*DOCUMENT EXTRACT*:
[START]

Honestly, the best advice I can give if either of these two scenarios resonates with you is to slow down to go faster. Seriously. For all sorts of reasons.

  • Your business needs you. Doing too much over a long period is no good for you, as you know. And the business should support the lifestyle that you want, rather than you giving up your lifestyle for it. If you love the hustle, great, but do build in some downtime too so that you can hustle for many more years to come, should you choose to do so.
  • More devastation and damage are done in high speed road accidents that when people are taking a bit more time and paying more attention to what they are doing on the way. The same in business. When travelling too fast, making lots of big decisions on the fly, things are more likely to go wrong, and in a bigger way. Stress is higher and we sometimes don’t communicate with people in the way that’s most considerate or appropriate when we are stressed.

You don’t need to take loads of time out to make a positive difference to how you feel and how you perform, especially when you see what mindfulness can do for your wellbeing AND your performance at work.

[END]

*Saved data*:
[START]

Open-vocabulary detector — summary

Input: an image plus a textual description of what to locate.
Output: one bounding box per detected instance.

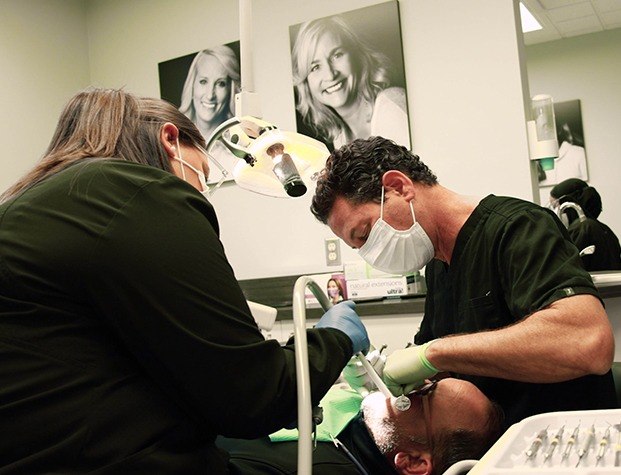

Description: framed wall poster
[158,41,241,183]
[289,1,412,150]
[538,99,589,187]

[END]
[START]

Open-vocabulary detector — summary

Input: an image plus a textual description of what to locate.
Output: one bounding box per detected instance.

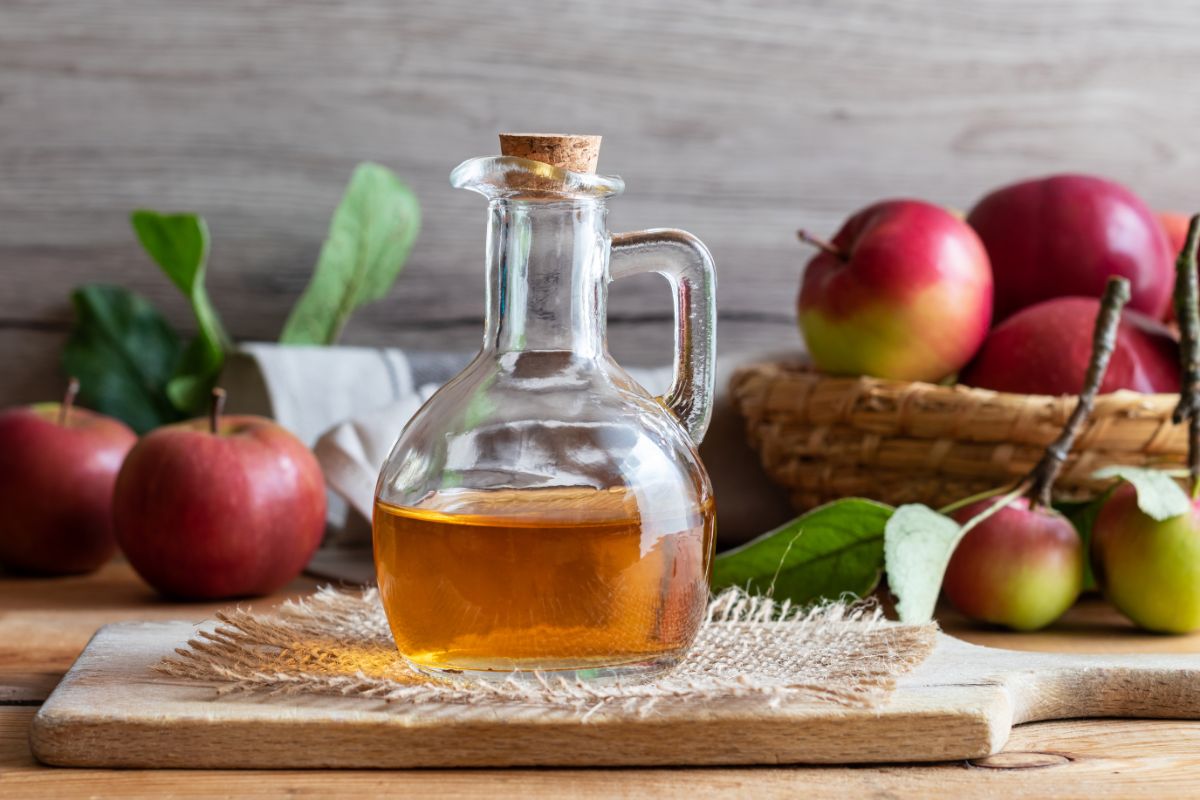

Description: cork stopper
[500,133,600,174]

[END]
[START]

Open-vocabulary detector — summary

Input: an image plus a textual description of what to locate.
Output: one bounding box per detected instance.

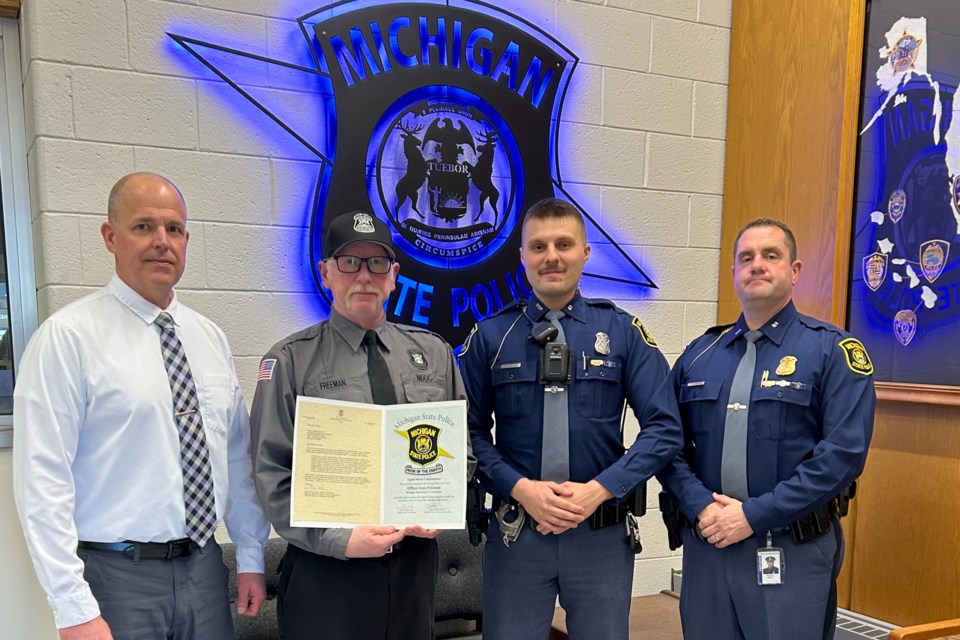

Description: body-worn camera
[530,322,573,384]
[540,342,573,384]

[END]

From the passage on slowing down in business, copy word for word the part that opens with the words containing "Honestly, the best" and closes with "choose to do so.". The entries have no role here.

Honestly, the best advice I can give if either of these two scenarios resonates with you is to slow down to go faster. Seriously. For all sorts of reasons.

  • Your business needs you. Doing too much over a long period is no good for you, as you know. And the business should support the lifestyle that you want, rather than you giving up your lifestyle for it. If you love the hustle, great, but do build in some downtime too so that you can hustle for many more years to come, should you choose to do so.